▸ **INSTRUCTIONS TO FOLLOW**
Extract the final stretch of the data: the line that contains "Teacher note: indicate the wet" and every line after it, unaltered, and no other lines.

(Saved data entries)
— Begin —
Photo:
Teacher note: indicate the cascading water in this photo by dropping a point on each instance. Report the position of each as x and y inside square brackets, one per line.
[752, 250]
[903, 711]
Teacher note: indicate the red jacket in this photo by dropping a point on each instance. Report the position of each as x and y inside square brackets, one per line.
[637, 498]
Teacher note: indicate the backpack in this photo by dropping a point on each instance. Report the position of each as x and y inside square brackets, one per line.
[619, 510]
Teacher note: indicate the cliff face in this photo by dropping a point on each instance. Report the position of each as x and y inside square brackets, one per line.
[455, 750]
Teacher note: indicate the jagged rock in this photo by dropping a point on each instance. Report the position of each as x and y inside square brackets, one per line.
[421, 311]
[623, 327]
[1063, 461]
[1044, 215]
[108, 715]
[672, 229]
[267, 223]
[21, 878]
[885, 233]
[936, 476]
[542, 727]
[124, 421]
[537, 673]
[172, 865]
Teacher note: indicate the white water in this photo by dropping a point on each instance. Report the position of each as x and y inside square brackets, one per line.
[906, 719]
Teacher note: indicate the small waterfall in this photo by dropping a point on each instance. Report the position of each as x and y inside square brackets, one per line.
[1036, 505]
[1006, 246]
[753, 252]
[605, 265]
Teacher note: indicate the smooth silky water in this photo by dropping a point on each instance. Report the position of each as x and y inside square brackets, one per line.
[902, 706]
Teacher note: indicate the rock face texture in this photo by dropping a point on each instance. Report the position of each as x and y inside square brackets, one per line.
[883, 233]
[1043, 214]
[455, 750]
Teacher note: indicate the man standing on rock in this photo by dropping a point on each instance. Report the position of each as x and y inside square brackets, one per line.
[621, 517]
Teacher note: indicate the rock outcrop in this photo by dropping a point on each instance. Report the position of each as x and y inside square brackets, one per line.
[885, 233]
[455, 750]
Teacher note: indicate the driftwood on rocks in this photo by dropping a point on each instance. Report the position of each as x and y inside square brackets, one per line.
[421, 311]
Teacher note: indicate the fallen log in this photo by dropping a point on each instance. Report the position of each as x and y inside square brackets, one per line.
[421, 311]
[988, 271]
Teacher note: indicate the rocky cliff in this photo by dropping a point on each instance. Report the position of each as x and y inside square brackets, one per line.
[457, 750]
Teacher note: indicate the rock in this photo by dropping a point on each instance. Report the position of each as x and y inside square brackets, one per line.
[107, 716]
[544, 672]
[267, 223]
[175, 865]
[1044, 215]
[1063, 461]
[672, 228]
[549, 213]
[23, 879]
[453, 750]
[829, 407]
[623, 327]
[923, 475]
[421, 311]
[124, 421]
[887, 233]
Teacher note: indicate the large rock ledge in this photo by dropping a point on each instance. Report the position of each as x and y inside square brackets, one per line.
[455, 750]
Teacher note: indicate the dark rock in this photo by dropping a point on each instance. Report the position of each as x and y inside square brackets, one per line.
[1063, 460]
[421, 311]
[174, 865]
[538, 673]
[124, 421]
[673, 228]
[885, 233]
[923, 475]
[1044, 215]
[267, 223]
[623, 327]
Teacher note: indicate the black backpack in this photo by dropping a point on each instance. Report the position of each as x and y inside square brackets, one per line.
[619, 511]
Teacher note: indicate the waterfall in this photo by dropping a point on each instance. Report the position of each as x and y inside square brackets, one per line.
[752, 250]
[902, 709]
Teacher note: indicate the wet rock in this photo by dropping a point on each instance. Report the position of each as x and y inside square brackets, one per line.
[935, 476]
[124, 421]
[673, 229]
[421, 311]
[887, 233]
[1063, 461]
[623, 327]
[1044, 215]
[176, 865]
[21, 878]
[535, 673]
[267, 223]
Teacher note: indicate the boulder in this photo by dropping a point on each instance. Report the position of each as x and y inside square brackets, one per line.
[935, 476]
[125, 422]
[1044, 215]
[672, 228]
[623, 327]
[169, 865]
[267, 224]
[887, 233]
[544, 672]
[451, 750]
— End —
▸ **RESULT OF THE EXERCISE**
Teacher note: indicate the wet rock in this photo by dropping a point on each instance. Report the position of each as x and y inside square brackets, one per line.
[935, 476]
[124, 421]
[673, 229]
[421, 311]
[887, 233]
[1063, 461]
[623, 327]
[1044, 215]
[176, 865]
[21, 878]
[535, 673]
[267, 223]
Teacher note: indicate the boulder in this photo by dropping a point on each instance. Report the position of each as x and y inside square brackets, one per line.
[935, 476]
[125, 422]
[1044, 215]
[672, 228]
[623, 327]
[169, 865]
[267, 224]
[887, 233]
[544, 672]
[451, 750]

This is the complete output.